▸ TASK STATEMENT
Copy all lines below exactly as written. Leave pictures out.

-=-=-=-=-

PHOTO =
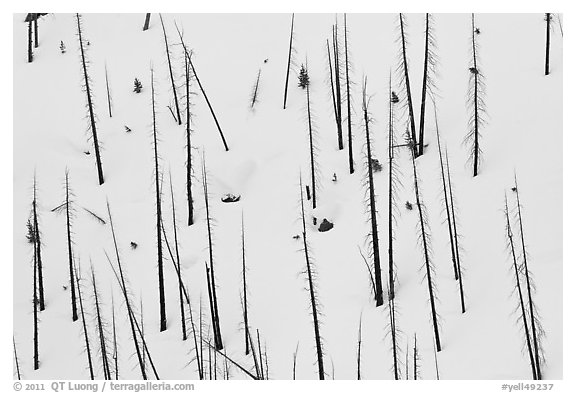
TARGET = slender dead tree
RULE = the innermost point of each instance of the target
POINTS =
(394, 331)
(158, 211)
(84, 328)
(189, 170)
(114, 340)
(36, 16)
(146, 22)
(260, 354)
(348, 102)
(294, 358)
(424, 240)
(436, 361)
(171, 73)
(535, 324)
(127, 301)
(337, 81)
(69, 216)
(16, 359)
(38, 246)
(200, 334)
(30, 53)
(455, 228)
(86, 86)
(189, 56)
(100, 328)
(108, 95)
(35, 307)
(393, 185)
(405, 79)
(289, 66)
(359, 351)
(311, 274)
(369, 184)
(195, 336)
(212, 284)
(475, 103)
(428, 83)
(333, 95)
(178, 270)
(142, 327)
(445, 199)
(548, 17)
(416, 358)
(244, 292)
(512, 252)
(254, 95)
(257, 367)
(311, 139)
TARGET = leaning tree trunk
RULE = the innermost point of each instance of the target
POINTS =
(30, 54)
(158, 215)
(312, 290)
(512, 251)
(212, 284)
(38, 246)
(171, 73)
(289, 62)
(379, 297)
(146, 22)
(204, 93)
(407, 85)
(84, 328)
(36, 31)
(90, 105)
(70, 253)
(547, 66)
(348, 103)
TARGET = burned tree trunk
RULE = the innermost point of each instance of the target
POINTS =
(127, 301)
(424, 237)
(35, 305)
(245, 294)
(30, 53)
(38, 247)
(348, 102)
(429, 71)
(16, 359)
(289, 61)
(158, 213)
(204, 93)
(212, 284)
(406, 80)
(100, 329)
(108, 95)
(547, 65)
(446, 201)
(84, 328)
(310, 274)
(534, 321)
(379, 297)
(171, 73)
(178, 270)
(189, 198)
(70, 253)
(455, 228)
(512, 251)
(337, 79)
(146, 22)
(90, 105)
(36, 30)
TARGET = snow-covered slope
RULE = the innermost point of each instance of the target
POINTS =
(268, 149)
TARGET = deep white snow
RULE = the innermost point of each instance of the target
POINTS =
(268, 149)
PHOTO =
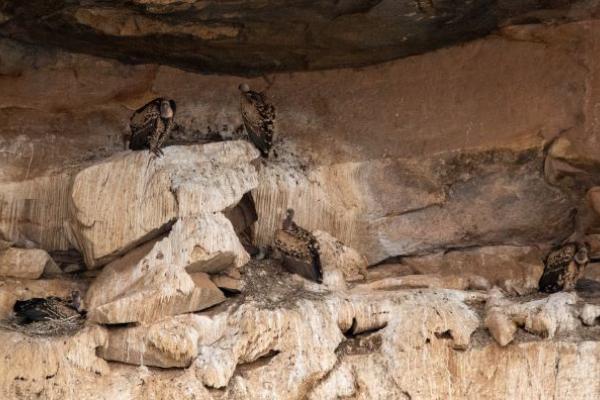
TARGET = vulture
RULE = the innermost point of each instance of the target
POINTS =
(151, 125)
(49, 308)
(299, 249)
(563, 267)
(258, 117)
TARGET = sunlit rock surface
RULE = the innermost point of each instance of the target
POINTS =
(130, 198)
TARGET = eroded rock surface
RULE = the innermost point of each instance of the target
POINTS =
(151, 281)
(130, 198)
(250, 37)
(287, 338)
(25, 263)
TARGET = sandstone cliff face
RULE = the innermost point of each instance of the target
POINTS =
(457, 169)
(373, 157)
(251, 37)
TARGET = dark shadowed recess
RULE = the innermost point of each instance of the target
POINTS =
(250, 37)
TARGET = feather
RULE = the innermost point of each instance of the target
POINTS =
(562, 269)
(258, 117)
(149, 128)
(300, 250)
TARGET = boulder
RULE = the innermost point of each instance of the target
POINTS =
(544, 317)
(337, 258)
(52, 367)
(26, 263)
(515, 269)
(33, 211)
(145, 285)
(162, 272)
(133, 197)
(171, 342)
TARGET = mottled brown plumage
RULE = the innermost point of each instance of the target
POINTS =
(48, 308)
(299, 248)
(151, 125)
(258, 117)
(564, 266)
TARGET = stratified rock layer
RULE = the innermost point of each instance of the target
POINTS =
(288, 338)
(130, 198)
(154, 279)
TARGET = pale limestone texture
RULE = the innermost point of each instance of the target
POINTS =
(25, 263)
(129, 198)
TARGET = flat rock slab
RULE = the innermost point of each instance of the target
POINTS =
(167, 276)
(25, 263)
(132, 197)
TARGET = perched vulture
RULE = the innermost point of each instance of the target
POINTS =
(151, 125)
(258, 117)
(299, 249)
(48, 308)
(563, 268)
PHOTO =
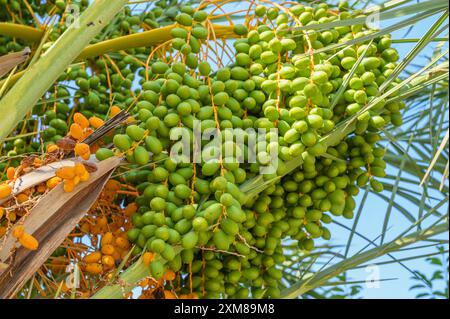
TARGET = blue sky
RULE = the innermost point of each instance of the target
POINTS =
(373, 213)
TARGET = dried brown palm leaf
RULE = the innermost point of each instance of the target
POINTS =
(50, 221)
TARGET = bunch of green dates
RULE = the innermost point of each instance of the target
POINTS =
(194, 214)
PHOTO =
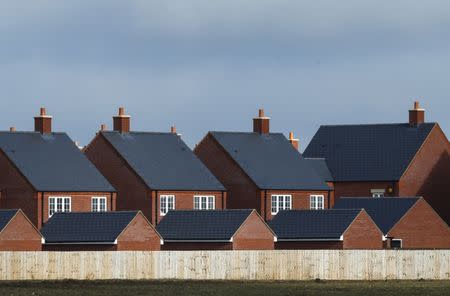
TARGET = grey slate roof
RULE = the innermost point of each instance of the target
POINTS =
(163, 161)
(92, 227)
(312, 224)
(5, 217)
(270, 161)
(52, 162)
(373, 152)
(211, 225)
(386, 211)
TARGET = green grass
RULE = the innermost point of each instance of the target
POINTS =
(217, 288)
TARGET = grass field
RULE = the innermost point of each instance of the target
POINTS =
(217, 288)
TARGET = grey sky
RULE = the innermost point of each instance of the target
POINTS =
(209, 65)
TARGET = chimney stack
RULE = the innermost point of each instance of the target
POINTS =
(416, 115)
(294, 142)
(121, 121)
(261, 123)
(43, 122)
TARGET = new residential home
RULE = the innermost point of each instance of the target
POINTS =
(406, 222)
(17, 233)
(263, 170)
(215, 230)
(400, 159)
(327, 229)
(100, 231)
(44, 172)
(153, 172)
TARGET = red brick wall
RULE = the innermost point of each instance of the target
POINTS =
(300, 200)
(184, 200)
(422, 228)
(363, 233)
(140, 235)
(132, 192)
(20, 235)
(242, 192)
(254, 234)
(429, 173)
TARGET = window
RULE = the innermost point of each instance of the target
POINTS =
(316, 202)
(377, 192)
(396, 244)
(204, 202)
(166, 203)
(58, 204)
(98, 204)
(281, 203)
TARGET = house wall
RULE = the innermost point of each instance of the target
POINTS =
(300, 200)
(139, 235)
(20, 235)
(184, 200)
(428, 173)
(132, 192)
(254, 234)
(363, 233)
(422, 228)
(16, 192)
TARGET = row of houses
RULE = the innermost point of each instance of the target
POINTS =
(44, 173)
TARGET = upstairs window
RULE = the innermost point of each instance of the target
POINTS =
(58, 204)
(280, 202)
(166, 203)
(98, 204)
(204, 202)
(316, 202)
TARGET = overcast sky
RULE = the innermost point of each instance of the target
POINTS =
(209, 65)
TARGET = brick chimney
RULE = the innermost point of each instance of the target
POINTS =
(294, 142)
(261, 123)
(43, 122)
(121, 121)
(416, 115)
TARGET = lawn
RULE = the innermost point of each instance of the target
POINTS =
(217, 288)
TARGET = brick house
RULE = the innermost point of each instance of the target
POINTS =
(326, 229)
(153, 172)
(402, 159)
(263, 170)
(215, 230)
(17, 233)
(44, 172)
(406, 222)
(100, 231)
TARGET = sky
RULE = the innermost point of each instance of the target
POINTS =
(210, 65)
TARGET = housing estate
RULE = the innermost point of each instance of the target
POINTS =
(406, 222)
(263, 170)
(400, 159)
(44, 172)
(153, 172)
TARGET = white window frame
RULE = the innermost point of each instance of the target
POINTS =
(204, 202)
(280, 202)
(98, 198)
(377, 193)
(166, 198)
(55, 199)
(316, 202)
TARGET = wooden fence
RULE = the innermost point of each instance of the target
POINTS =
(228, 265)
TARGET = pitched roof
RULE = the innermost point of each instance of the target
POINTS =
(5, 217)
(270, 161)
(372, 152)
(312, 224)
(91, 227)
(163, 161)
(386, 211)
(219, 225)
(52, 162)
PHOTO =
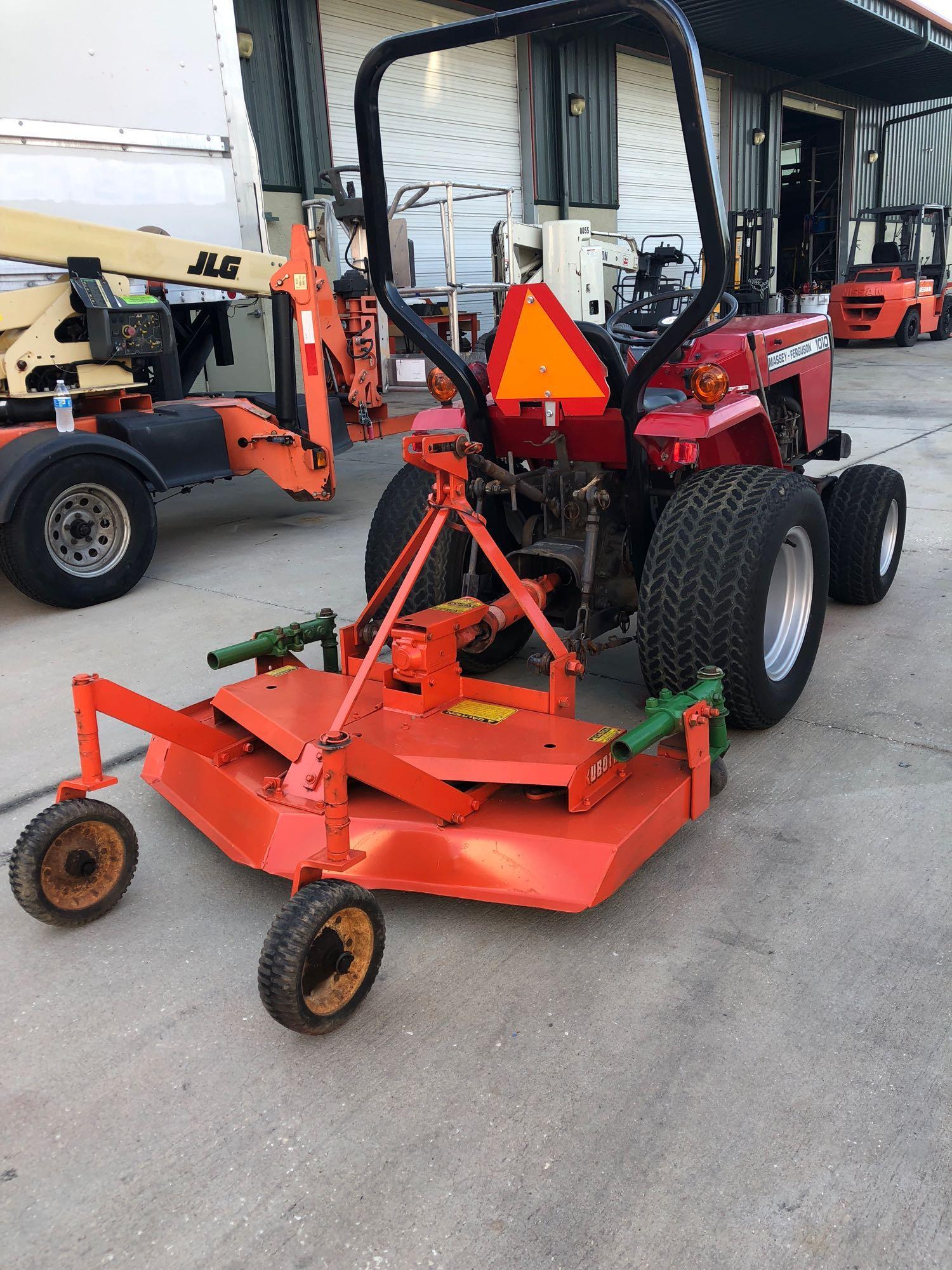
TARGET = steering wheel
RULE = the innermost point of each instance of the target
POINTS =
(624, 335)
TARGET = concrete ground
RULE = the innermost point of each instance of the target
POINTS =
(741, 1060)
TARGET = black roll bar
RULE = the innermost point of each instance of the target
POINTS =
(699, 144)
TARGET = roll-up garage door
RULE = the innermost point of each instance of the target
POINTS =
(445, 116)
(654, 186)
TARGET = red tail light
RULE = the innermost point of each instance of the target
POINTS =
(686, 453)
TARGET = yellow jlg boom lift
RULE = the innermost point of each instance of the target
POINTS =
(78, 521)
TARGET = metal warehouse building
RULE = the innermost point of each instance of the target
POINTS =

-=-=-=-=-

▸ PROBLEM SOLUTION
PHOTO =
TARGET = slender dead tree
RULE = the innermost point of each instance of the target
POINTS =
(394, 331)
(158, 211)
(84, 328)
(189, 170)
(114, 340)
(36, 16)
(146, 22)
(260, 354)
(348, 102)
(294, 358)
(424, 240)
(436, 361)
(171, 73)
(535, 324)
(127, 301)
(337, 81)
(69, 216)
(16, 359)
(38, 246)
(200, 334)
(30, 53)
(455, 228)
(86, 86)
(189, 56)
(100, 328)
(108, 95)
(35, 307)
(393, 185)
(405, 79)
(289, 66)
(359, 351)
(311, 274)
(369, 184)
(195, 336)
(212, 284)
(475, 103)
(428, 83)
(333, 95)
(178, 270)
(142, 327)
(445, 199)
(548, 17)
(416, 358)
(244, 292)
(512, 252)
(254, 95)
(257, 367)
(311, 139)
TARGET = leaning tree trunk
RULE = the innermost point of each instance of the target
POINTS =
(30, 54)
(158, 215)
(312, 290)
(512, 251)
(212, 284)
(38, 246)
(171, 73)
(289, 62)
(379, 297)
(146, 22)
(204, 93)
(407, 85)
(84, 328)
(36, 31)
(90, 105)
(70, 253)
(547, 66)
(348, 103)
TARGET = burned tree trunk
RULE = the innermost point of each instance of the target
POINTS =
(127, 301)
(424, 237)
(35, 305)
(245, 294)
(30, 53)
(38, 247)
(348, 102)
(429, 71)
(16, 359)
(289, 61)
(158, 213)
(204, 93)
(212, 284)
(406, 80)
(100, 329)
(108, 95)
(547, 65)
(446, 201)
(84, 328)
(310, 274)
(534, 321)
(379, 297)
(171, 73)
(178, 270)
(189, 198)
(70, 253)
(455, 228)
(512, 251)
(337, 79)
(146, 22)
(90, 105)
(36, 30)
TARGET = snow-covered slope
RULE = the innermost point of each instance of the target
POINTS =
(268, 149)
TARGET = deep white snow
RULE = the innermost point of each instance of the target
POINTS =
(268, 149)
PHOTO =
TARGET = vulture
RULE = the innermost point of each instance of the target
POINTS =
(151, 125)
(49, 308)
(299, 249)
(563, 267)
(258, 117)
TARGET = sunlit rock surface
RULE = the innermost point of each instance of the target
POINTS =
(130, 198)
TARGET = eroded rock surface
RULE = the innermost point of each instance of the target
POINTS =
(151, 281)
(130, 198)
(250, 37)
(287, 338)
(25, 263)
TARGET = sandstone cliff face
RULE = the innermost point of each instance of the target
POINTS =
(457, 169)
(373, 157)
(251, 37)
TARGET = dark shadowed recess
RULE = the innermost point of each instance of the target
POINTS =
(250, 37)
TARGET = feather
RULE = the innermost point of each instance of the target
POINTS =
(562, 269)
(258, 117)
(149, 128)
(300, 250)
TARGET = boulder
RULE = the innermost point of each instance of the target
POINTS =
(544, 317)
(337, 258)
(52, 367)
(26, 263)
(515, 269)
(33, 211)
(145, 285)
(162, 272)
(133, 197)
(171, 342)
TARGET = mottled brown plumage
RULE = the innermost point of each instance of the target
POINTS =
(48, 308)
(299, 248)
(151, 125)
(258, 117)
(564, 266)
TARGET = stratified rock layer
RULE = the innermost point of each instance of the target
POINTS =
(288, 338)
(130, 198)
(154, 279)
TARGET = pale limestone texture
RULE = the innermost point of each instance of the target
POINTS =
(25, 263)
(129, 198)
TARGET = flat rock slab
RULE = the innermost point of each instance of the target
POINTS =
(167, 276)
(25, 263)
(132, 197)
TARGET = perched vulture
RULE = the innermost point of each instance of the target
POINTS =
(151, 125)
(258, 117)
(299, 249)
(48, 308)
(563, 268)
PHOTO =
TARGET = blue sky
RULE = the innermost point of each instance of the target
POINTS =
(373, 213)
TARGET = dried brown palm leaf
RULE = the innermost point of each instance of the target
POINTS =
(50, 221)
TARGET = bunch of green dates
RULE = the innermost point of each instance of the target
POINTS =
(194, 214)
PHOTO =
TARGET = grey slate roof
RULE = the innermost point of each instance of the target
POINTS =
(163, 161)
(92, 227)
(312, 224)
(5, 217)
(270, 161)
(52, 162)
(373, 152)
(211, 225)
(386, 211)
TARGET = green grass
RULE = the innermost point of each instance of the target
POINTS =
(217, 288)
TARGET = grass field
RULE = the innermost point of each instance of the target
POINTS =
(217, 288)
TARGET = grey sky
RULE = the innermost point of each instance of the target
POINTS =
(209, 65)
TARGET = chimney stack
RULE = the innermost point of each instance of the target
POINTS =
(416, 115)
(294, 142)
(121, 121)
(261, 123)
(43, 122)
TARGET = new residential home
RULE = the innermost point of each instance of the target
POINTS =
(406, 222)
(17, 233)
(263, 170)
(215, 230)
(400, 159)
(327, 229)
(100, 231)
(44, 172)
(153, 172)
TARGET = red brick wall
RULE = the innermost point of each instance of the target
POINTS =
(300, 200)
(184, 200)
(422, 228)
(363, 233)
(140, 235)
(132, 192)
(20, 235)
(242, 192)
(254, 234)
(429, 173)
TARGET = window
RULE = the innermost point of each instance of the target
POINTS =
(316, 202)
(377, 192)
(396, 244)
(204, 202)
(166, 203)
(58, 204)
(98, 204)
(281, 203)
TARGET = house wall
RULE = the innermost point of each instance of the target
POINTS =
(300, 200)
(139, 235)
(20, 235)
(184, 200)
(428, 173)
(132, 192)
(254, 234)
(363, 233)
(422, 228)
(16, 192)
TARGET = row of houses
RULE = the innermost point of each instance of the target
POINTS =
(44, 173)
TARGET = upstairs window
RULE = the innermost point of each instance of the target
POINTS =
(58, 204)
(280, 202)
(166, 203)
(98, 204)
(204, 202)
(316, 202)
TARGET = overcast sky
RULE = the innermost point of each instance of the target
POINTS =
(209, 65)
TARGET = brick chimney
RULE = the innermost point of each instance of the target
POINTS =
(294, 142)
(261, 123)
(43, 122)
(121, 121)
(416, 115)
TARGET = lawn
RULE = the innermost point of each instance of the target
POINTS =
(217, 288)
TARGET = brick house
RULE = the innermost point of each instance of the target
POINTS =
(326, 229)
(153, 172)
(402, 159)
(263, 170)
(215, 230)
(17, 233)
(44, 172)
(406, 222)
(100, 231)
TARGET = sky
RULE = the innermost point of each instance of the target
POINTS =
(210, 65)
TARGET = housing estate
RULE = the innermost point of each instance of the target
POINTS =
(406, 222)
(263, 170)
(400, 159)
(44, 172)
(153, 172)
TARGET = white window frame
RULE = the innermost point of each instance of the target
POINTS =
(204, 202)
(280, 202)
(98, 198)
(377, 193)
(166, 198)
(55, 199)
(316, 202)
TARGET = wooden fence
RULE = the innermost point of each instance of the target
POINTS =
(228, 265)
TARGET = pitched roof
RULE = the innermost point of each instance of the target
POINTS =
(5, 217)
(270, 161)
(372, 152)
(312, 224)
(91, 227)
(163, 161)
(386, 211)
(219, 225)
(52, 162)
PHOTO =
TARGET = steering wheel
RULE = the innermost point of each instance of the target
POINTS =
(624, 335)
TARGET = concrete ground
RULE = the innermost point of each instance of the target
POINTS =
(741, 1060)
TARGET = black roll bar
RULE = the innermost point of each instance of the target
POINTS =
(699, 144)
TARGET = roll-up garage door
RULE = the innermost point of each instance of the target
POINTS =
(445, 116)
(654, 186)
TARGET = red tail light
RULE = the innermost point of each instance of the target
POINTS =
(686, 453)
TARGET = yellow jlg boom lift
RULE = the innermost point of each instance of the target
POINTS =
(78, 521)
TARGET = metal warehouse building
RULE = the innermost point of each instance of the target
POINTS =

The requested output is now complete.